##### SELECTED PASSAGE #####
We've all had stressful times in our lives-- some of us seem to have more frequent stress and upheaval than others. And if you've been in the middle of a stressful period, you probably know that being under pressure can have detrimental effects on your love relationship. This is the time that you really want to be supported by your partner and, in turn, offer support. But when one or both of you are off balance, supporting one another can seem difficult.

By keeping your head and heart as clear as possible, you can stay connected with your love during stressful times.

A changing or uncertain employment issue could be precipitating the strain you feel. Or perhaps one of you is experiencing health challenges. It could be that relations with extended family or close friends are stirring up your normally even-keeled lives. A myriad of reasons which could span back to your own childhood can be causing upheaval in your life.

Now is the time when you may want to really feel the presence of your partner and be reminded that you are not alone. Even if you are called to go within more than usual to sort through difficulties, you may still feel reassured knowing that when you do want to feel your partner's support, it will be easily available.

Unfortunately, as much as both you and your partner may want that reminder that you are together in whatever difficult times arise, the ways that you both deal with stress can drive a wedge between you two. You may find yourself losing your patience and temper quicker when under strain. Even though you don't mean to, you could even see yourself blaming your partner for circumstances beyond either of your abilities to control.

Try these 5 ways to stay connected.....

#1: Keep communicating.
This is a seemingly obvious way to stay connected with you or your partner are under strain. Though, as you may already know, it's not always easy to do! When you do communicate with your partner and either or both of you are stressed out, do whatever it takes to stay open. This applies when it comes to sharing how you feel and when listening to your love's feelings.

If you or your partner starts to close down, communication will not help you stay connected. You may choose to pause the conversation if one of you feels defensive or begins to withdraw emotionally. To notice when this is happening, stay tuned in to yourself. If you suspect that your partner is closing down to you, do not accuse him or her of doing so, but ask about feelings. You might share that you sense a distance between the two of you, indicate that you would like to talk when you are both feeling more open and ask if your partner would like to take a short break from the talk and then return in a specified amount of time. Or perhaps there is a shift in the way you are communicating that would be helpful to your mate.

#2: Be responsible for your feelings.
#####
DIRECTIVE
Answer these questions about the passage on stress and relationships:
(a) How many ways to stay connected does the passage offer?
(b) What is the first of those ways?
(c) If you suspect your partner is closing down to you, what should you ask about instead of accusing?
Answer from the text on stress and relationships alone.
##### GIVEN MATERIAL #####
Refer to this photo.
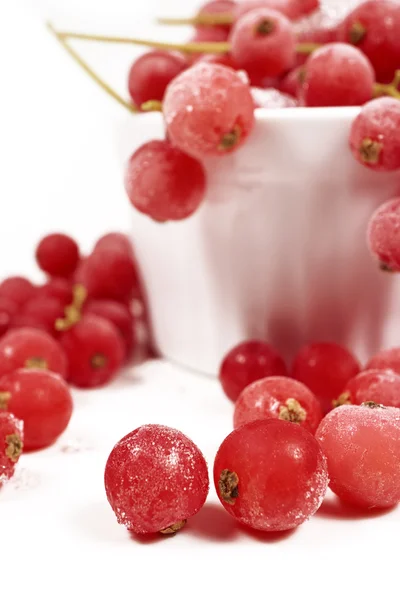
#####
RESULT OF THIS EXERCISE
(a) Five.
(b) Keep communicating.
(c) Your partner's feelings.